* _Exercise goal_
Answer these questions using the translator stack page below:
1. Which four strategies are listed for router mode?
2. Which backends does local mode name?
3. Which flag may be needed after provider ids, models, or base URLs are changed?

* _Source document_
--- START ---

Skip to content

Translator stack

Three CLI-facing modes (see doctranslate.translator.factory.build_translators):

1. Legacy OpenAI (--translator openai)

  • Builds one or two OpenAITranslator instances from CLI --openai* flags and env (OPENAI_API_KEY, etc.).
  • Use for single-provider OpenAI-compatible setups without nested TOML.
  • Transport: OpenAITranslator delegates to OpenAILLMTransport (doctranslate/translator/providers/openai_client.py): for the default OpenAI host (no custom --openai-base-url), Responses API is tried first for plain text; chat completions are used for JSON mode, Pydantic structured parse (chat.completions.parse) when the pipeline passes structured_response_model in rate_limit_params, and as fallback if Responses fails or the gateway is custom / OpenAI-compatible.
  • Shared helpers: token usage normalization and JSON cleanup live under doctranslate/translator/llm/.

2. Router (--translator router)

  • Requires --config TOML with [doctranslate], nested profiles, and providers.
  • Loads NestedTranslatorConfig via load_nested_translator_config; validates with validate_router_config.
  • Builds two TranslatorRouter instances: paragraph profile (routing_profile) and term extraction profile (term_extraction_profile).
  • Strategies: failover, round_robin, least_loaded, cost_aware. Failover respects fallback_on and content-filter policy.
  • Details: Configuration, Multi-provider routing.

3. Local (--translator local)

  • Single-machine / LAN backends: Ollama, vLLM, llama-cpp server, OpenAI-compatible URL.
  • local_config.convert_local_translator_to_router_nested expands local → synthetic router config, then same router path as (2).
  • Batching: --local-*-batch-* flags and TOML keys map into translation config batch limits in main.py.
  • Details: Local translation.

Config merge (router / nested TOML)

Documented in Configuration: defaults → TOML [doctranslate] → env for api_key_env → CLI overrides for router-only flags.

Pitfalls for agents

  • Do not assume “translator” means only OpenAI; check translator_mode and build_translators dispatch.
  • Term extraction often needs JSON-capable providers; profiles may set require_json_mode = true.
  • Changing provider ids, models, or base URLs affects cache keys; tests or users may need --ignore-cache.
  • After changing flags or TOML schema, update docs and tests under tests/test_translator_*, tests/test_local_*, tests/test_main_cli_* as appropriate.

--- END ---

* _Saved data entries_
--- START ---

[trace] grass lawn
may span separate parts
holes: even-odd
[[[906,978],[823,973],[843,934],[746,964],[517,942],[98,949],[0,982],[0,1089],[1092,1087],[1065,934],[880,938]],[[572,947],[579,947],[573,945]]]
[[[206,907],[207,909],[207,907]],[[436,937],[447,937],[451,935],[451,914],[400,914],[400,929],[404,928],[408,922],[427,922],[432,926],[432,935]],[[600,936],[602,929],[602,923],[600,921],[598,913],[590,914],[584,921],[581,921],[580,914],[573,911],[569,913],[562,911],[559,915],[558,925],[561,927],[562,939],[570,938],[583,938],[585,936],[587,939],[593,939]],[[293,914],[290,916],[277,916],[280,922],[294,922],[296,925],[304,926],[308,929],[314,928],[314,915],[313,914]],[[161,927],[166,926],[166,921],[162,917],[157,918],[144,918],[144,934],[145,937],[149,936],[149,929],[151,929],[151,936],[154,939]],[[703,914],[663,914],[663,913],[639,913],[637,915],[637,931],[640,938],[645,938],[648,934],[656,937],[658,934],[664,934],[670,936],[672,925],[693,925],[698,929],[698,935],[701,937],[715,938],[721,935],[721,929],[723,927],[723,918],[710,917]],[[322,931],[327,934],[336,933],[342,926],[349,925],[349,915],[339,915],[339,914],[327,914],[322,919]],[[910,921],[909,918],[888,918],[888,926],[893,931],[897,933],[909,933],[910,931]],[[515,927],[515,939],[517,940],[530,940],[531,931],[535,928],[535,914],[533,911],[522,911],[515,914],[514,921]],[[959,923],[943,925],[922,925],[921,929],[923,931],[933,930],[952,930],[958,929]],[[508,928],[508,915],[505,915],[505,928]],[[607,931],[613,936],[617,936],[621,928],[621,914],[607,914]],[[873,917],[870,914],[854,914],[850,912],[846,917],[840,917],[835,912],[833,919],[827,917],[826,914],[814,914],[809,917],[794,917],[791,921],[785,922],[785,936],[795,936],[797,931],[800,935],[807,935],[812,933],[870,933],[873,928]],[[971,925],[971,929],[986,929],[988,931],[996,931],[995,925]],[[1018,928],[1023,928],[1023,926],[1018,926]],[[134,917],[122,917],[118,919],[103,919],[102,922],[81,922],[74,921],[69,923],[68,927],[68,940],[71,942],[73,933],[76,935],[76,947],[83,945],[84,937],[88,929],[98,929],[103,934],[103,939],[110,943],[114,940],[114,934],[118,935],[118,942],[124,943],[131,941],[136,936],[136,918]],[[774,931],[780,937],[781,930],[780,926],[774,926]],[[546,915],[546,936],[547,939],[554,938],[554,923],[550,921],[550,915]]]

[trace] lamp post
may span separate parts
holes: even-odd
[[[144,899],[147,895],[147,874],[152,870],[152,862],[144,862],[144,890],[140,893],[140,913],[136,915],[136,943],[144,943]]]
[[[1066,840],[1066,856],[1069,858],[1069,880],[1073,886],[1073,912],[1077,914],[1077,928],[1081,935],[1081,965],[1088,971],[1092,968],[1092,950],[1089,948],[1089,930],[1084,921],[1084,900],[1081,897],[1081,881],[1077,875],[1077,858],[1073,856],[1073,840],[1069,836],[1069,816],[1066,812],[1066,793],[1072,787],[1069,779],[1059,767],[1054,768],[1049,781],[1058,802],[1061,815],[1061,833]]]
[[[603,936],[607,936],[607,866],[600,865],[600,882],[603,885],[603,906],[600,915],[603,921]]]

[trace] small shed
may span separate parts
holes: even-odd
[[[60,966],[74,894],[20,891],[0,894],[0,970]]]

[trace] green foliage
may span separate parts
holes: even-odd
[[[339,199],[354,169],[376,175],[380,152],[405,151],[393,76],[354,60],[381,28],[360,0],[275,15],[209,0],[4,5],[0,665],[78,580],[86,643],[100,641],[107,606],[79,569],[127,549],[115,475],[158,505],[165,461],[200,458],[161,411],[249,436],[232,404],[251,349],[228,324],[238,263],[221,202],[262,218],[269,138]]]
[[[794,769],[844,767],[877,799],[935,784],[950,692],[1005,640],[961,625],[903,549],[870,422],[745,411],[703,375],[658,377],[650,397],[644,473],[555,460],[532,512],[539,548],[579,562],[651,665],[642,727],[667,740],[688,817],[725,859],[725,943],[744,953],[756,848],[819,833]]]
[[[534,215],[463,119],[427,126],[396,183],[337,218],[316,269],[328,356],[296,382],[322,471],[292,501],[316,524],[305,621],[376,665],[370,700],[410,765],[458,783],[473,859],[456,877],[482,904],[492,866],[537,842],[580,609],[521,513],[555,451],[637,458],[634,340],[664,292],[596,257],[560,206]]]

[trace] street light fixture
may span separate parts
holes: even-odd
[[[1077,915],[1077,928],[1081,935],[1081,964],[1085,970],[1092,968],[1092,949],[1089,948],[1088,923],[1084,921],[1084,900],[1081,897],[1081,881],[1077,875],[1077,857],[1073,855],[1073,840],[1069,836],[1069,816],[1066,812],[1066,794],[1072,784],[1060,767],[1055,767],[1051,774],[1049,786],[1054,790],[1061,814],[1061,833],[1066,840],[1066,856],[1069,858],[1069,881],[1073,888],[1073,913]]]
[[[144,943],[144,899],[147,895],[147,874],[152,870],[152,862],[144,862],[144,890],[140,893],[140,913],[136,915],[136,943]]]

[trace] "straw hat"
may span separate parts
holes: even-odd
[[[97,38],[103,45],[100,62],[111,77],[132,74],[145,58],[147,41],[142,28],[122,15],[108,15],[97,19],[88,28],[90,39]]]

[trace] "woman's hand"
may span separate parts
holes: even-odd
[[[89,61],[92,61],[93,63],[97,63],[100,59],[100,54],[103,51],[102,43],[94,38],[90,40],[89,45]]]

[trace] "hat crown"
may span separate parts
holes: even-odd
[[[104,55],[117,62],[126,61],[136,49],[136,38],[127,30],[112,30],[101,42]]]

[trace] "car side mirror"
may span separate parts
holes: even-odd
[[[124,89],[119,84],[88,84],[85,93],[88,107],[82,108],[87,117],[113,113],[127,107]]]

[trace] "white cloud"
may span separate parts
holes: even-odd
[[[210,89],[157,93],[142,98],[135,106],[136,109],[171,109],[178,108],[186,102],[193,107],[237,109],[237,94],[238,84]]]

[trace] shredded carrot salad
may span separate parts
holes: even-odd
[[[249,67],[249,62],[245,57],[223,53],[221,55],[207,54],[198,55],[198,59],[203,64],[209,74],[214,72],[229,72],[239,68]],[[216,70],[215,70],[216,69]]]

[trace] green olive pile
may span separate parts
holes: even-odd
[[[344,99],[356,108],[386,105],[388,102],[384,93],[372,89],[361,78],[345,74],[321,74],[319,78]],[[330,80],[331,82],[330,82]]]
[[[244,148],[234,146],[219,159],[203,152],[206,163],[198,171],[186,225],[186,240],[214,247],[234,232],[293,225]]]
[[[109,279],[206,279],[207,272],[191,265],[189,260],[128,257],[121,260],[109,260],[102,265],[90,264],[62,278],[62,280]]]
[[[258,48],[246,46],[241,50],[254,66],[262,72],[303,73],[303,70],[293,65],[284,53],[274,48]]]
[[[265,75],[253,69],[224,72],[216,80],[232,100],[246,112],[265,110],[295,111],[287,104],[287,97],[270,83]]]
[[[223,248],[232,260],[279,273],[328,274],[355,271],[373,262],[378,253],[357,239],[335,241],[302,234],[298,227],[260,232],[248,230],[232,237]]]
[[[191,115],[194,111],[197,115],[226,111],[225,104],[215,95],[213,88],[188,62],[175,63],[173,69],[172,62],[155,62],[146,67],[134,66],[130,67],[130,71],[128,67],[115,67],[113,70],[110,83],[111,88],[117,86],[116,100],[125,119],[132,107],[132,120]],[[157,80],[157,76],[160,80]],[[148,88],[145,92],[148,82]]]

--- END ---

* _Problem solution_
1. Failover, round_robin, least_loaded, and cost_aware.
2. Ollama, vLLM, llama-cpp server, and an OpenAI-compatible URL.
3. --ignore-cache